Dataset extract =
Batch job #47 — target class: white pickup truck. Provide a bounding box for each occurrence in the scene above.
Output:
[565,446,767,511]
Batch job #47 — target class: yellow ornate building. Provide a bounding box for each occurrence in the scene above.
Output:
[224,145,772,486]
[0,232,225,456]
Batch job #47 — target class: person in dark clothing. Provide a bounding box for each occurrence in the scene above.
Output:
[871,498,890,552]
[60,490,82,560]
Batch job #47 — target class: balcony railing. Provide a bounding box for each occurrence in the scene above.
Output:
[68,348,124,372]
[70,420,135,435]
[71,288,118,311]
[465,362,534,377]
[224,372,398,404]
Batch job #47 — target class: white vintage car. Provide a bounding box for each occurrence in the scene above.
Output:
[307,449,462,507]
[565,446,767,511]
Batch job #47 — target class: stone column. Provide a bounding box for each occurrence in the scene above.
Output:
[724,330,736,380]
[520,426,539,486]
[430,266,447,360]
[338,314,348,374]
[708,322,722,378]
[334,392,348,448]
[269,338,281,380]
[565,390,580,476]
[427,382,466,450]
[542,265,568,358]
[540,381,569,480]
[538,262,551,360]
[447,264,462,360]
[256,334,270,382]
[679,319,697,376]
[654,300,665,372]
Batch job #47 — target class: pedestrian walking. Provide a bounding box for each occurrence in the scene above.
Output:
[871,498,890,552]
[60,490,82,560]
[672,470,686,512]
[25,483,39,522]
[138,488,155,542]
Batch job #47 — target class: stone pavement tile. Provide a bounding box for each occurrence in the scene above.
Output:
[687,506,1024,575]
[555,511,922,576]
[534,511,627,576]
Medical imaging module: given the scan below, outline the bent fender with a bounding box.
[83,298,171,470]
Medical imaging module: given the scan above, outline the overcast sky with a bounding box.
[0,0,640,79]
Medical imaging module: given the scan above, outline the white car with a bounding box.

What you are asked to do =
Write out each of the items above word for word, with no changes.

Finished answer =
Batch job #47 — target class: white pickup truck. Provide a bounding box for each occurrence in the scene above.
Output:
[565,446,767,511]
Batch job #47 — target class: yellow ornate building. Provide a bounding box for each occurrence in the scene above.
Output:
[224,145,772,486]
[0,232,225,456]
Batch job #47 — target class: person in dark clothing. Provide a bounding box for each occurrence in the scene above.
Output:
[871,498,890,552]
[60,490,82,560]
Batch job #47 — target class: balcony railing. Provide a bounding box for each occurrence in the scene above.
Output:
[68,348,124,372]
[70,420,135,435]
[71,288,118,311]
[465,362,534,377]
[224,372,398,404]
Batch job #47 — target class: white vintage car. Provide a bounding box for each occurrence in the scene above.
Output:
[307,449,462,507]
[565,446,767,511]
Batch job #47 — target class: stone column. Provide a bounding box for each occurrence in the scene above.
Output:
[724,330,736,380]
[520,426,539,486]
[430,266,447,360]
[338,314,348,374]
[708,322,722,378]
[334,392,348,448]
[269,338,281,380]
[565,390,580,476]
[427,382,466,450]
[542,265,568,358]
[540,381,569,480]
[538,262,551,360]
[447,264,462,360]
[256,334,270,382]
[679,319,697,376]
[654,300,665,372]
Batch job #47 — target class: pedestrian walking. Provide a bounding box for each occurrence in the scene above.
Output:
[871,498,890,552]
[60,490,82,560]
[672,470,686,512]
[25,483,39,522]
[138,488,155,542]
Batch job #47 — target class: stone pavement tile. Provide a bounding box for each occurrence in the scene above.
Output:
[687,506,1024,575]
[555,511,922,576]
[534,511,627,576]
Medical imaging module: given the scan below, outline the bent fender with a bounding box.
[83,298,171,470]
Medical imaging module: given the scan above, outline the overcast sky with a bounding box.
[0,0,640,79]
Medical imaging module: given the scan above, outline the white car with a bounding box.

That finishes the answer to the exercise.